## Exercise passage
I've suggested joining church groups, seniors centred, travelling back to her home country for a visit. I've told her that she needs to try to choose happiness.

I understand the loss but feel the ever darkening mood is not normal. We are nearing the anniversary of the loss and I thought by now we'd be seeing some improvement.

To to it off she asks me not to tell my husband about any of this.

Any input?
 
Everyone grieves differently. There is no "set" time for mourning. I did not understand true grief until my grandma died in Sept. I have had other loved ones pass away. But, my grandma's death hit me very hard. I was devastated. I would go through the motions but some days it would just hit me.

My grandpa has been telling me for the last 7 years that he is ready to die. All of his friends, siblings , parents, etc. have passed on. He has lived a long life and is ready to go. Since my grandma's death, he has been depressed, doesn't want to eat, socialize, etc He is under doctor's care.

My husband's grandma lost her husband 15 yrs ago. She still mourns his death, especially around major events. She lost her both her brothers within the last year and she tells me that she is ready to die.
 
My mil lost my fil after a long illness last April. He was 84. Since his death she has sank deeper and deeper into a dark place. She can barely leave the house, does not see friends or socialize. We live four minutes away and she doesn't ever visit despite being invited. Just got off the phone with her and all she does is cry, complain how horrible life is, that she has nothing to do, the weather is awful, etc. she is 75 and in excellent health.

## Goal of the exercise
Extract the stretch from "I've suggested joining" through "seeing some improvement." from the passage on grief, copying it without any changes.

## Stored data entries
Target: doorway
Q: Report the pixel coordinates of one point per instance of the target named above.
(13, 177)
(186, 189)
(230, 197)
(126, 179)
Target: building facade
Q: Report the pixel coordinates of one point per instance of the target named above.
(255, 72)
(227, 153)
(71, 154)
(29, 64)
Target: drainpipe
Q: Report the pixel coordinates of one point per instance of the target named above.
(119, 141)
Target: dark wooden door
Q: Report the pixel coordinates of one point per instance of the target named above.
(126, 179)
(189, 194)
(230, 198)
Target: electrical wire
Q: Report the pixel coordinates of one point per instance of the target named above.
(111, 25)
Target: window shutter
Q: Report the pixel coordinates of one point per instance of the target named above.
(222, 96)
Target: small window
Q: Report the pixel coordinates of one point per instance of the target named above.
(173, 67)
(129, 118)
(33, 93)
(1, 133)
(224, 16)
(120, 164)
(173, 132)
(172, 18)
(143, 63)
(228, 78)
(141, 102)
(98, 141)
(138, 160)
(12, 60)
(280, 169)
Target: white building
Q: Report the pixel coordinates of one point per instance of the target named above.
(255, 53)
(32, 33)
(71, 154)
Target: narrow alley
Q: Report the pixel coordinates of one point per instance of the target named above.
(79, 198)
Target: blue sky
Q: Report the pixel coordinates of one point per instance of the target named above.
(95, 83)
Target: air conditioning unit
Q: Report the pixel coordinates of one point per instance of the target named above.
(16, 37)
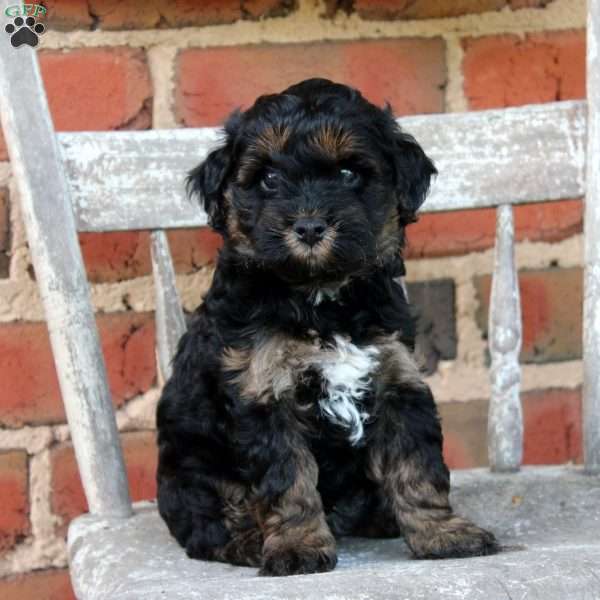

## Result of the exercise
I've suggested joining church groups, seniors centred, travelling back to her home country for a visit. I've told her that she needs to try to choose happiness.

I understand the loss but feel the ever darkening mood is not normal. We are nearing the anniversary of the loss and I thought by now we'd be seeing some improvement.